# THE PROBLEM
Here are some entries. Print them exactly as they are.

# DATA PROVIDED
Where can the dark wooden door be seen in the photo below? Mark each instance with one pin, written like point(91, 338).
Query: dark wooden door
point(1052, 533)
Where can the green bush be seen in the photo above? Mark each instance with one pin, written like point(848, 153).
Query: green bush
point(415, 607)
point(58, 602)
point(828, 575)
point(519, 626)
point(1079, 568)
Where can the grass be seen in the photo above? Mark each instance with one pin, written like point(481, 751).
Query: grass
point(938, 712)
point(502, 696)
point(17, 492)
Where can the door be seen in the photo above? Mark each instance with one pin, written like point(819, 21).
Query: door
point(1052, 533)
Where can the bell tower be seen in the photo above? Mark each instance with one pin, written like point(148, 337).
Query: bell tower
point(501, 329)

# TASK SOLUTION
Where can the dark wooden door be seen in the photo below? Mark each instance with one pin, written like point(91, 338).
Query: dark wooden door
point(1052, 533)
Where can the green bush be seen in the photo above? Mark each instance with one pin, written like point(848, 153).
Query: green bush
point(415, 607)
point(58, 602)
point(828, 575)
point(519, 626)
point(1079, 568)
Where can the grass be seen in the photo above? Mark each instance with one pin, written like point(481, 751).
Query: grass
point(938, 712)
point(502, 696)
point(17, 492)
Where can the door be seen in the photo above? Mark each instance with one pin, written like point(819, 21).
Query: door
point(1052, 533)
Where can the bell tower be seen in the photo above? Mark each instance with one pin, written like point(148, 337).
Query: bell tower
point(501, 329)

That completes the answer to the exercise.